*** Opening of EXERCISE INPUT ***

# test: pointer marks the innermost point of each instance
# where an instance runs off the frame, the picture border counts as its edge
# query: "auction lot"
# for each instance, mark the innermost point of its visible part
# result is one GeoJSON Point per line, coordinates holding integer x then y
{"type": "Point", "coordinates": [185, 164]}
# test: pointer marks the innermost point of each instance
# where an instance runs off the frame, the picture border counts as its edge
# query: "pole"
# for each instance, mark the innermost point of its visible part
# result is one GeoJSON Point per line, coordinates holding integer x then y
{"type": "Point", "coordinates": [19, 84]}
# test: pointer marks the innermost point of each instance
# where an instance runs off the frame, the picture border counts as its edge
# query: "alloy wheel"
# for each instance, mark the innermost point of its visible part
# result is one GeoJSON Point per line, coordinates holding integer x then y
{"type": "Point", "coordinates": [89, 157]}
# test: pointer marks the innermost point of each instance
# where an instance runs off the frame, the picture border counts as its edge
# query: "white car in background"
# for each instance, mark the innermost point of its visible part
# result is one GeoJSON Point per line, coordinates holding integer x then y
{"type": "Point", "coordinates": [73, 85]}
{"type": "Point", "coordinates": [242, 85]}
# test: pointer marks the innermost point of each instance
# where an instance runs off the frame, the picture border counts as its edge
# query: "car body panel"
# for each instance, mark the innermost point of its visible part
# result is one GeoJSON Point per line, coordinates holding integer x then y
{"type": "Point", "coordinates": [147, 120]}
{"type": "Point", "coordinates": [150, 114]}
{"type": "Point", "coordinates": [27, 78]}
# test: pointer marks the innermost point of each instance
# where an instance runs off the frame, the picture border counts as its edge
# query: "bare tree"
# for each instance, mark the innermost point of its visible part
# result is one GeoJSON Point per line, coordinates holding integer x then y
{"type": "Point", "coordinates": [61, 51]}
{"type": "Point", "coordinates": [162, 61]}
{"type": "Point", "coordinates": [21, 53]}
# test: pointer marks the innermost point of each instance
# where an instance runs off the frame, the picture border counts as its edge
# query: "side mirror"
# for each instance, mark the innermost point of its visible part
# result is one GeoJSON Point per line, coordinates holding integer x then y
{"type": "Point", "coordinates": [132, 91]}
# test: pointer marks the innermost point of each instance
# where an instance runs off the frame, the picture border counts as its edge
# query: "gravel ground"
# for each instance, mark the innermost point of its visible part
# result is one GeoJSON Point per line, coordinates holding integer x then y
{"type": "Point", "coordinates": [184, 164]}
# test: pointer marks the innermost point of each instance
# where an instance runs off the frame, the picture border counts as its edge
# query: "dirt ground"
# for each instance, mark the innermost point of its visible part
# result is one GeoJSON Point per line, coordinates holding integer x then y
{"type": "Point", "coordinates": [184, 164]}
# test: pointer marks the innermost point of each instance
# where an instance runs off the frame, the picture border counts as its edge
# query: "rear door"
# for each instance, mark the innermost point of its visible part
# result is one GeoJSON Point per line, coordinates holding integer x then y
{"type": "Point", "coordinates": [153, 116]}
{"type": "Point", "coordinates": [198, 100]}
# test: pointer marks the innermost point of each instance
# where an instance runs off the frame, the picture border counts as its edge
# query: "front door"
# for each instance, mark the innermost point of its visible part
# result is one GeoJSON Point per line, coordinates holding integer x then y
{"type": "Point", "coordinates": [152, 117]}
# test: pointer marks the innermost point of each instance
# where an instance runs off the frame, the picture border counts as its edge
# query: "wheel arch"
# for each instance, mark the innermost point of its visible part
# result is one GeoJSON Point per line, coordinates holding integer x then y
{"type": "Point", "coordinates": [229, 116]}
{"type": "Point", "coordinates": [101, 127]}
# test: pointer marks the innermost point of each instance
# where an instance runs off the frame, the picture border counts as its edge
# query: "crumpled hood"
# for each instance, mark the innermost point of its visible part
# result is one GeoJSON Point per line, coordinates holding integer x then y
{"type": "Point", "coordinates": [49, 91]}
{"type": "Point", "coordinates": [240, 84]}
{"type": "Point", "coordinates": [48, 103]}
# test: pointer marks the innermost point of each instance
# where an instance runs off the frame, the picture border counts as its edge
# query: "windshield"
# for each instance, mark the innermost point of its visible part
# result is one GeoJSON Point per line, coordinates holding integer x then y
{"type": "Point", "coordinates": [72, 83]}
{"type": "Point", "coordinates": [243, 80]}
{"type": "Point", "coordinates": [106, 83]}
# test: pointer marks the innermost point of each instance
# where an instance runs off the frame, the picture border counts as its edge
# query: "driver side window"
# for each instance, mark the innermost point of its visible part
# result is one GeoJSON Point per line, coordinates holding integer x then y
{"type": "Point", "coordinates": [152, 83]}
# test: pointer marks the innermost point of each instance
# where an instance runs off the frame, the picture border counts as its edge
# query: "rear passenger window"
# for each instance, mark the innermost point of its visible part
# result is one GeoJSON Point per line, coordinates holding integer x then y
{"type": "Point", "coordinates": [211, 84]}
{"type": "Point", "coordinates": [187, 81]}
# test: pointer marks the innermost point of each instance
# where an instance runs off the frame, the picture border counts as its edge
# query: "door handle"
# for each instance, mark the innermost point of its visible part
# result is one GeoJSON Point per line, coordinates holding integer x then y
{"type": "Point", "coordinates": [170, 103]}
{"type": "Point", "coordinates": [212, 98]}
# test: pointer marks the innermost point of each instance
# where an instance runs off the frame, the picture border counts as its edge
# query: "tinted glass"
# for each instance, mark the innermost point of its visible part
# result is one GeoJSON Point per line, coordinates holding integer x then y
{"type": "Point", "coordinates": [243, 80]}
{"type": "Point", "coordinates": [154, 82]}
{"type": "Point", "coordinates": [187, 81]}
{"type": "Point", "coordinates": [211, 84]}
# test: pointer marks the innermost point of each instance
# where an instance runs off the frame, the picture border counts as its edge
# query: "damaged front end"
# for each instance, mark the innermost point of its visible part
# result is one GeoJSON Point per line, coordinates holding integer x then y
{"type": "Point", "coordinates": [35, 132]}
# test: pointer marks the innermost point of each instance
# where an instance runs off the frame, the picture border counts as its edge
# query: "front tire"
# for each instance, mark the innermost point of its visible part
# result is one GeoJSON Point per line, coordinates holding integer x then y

*** Close of EXERCISE INPUT ***

--- DIRECTIONS FOR THIS TASK ---
What lines in the entries contain "side"? Report each one by copying it.

--- WRITTEN SOLUTION ---
# query: "side mirror"
# query: "driver side window"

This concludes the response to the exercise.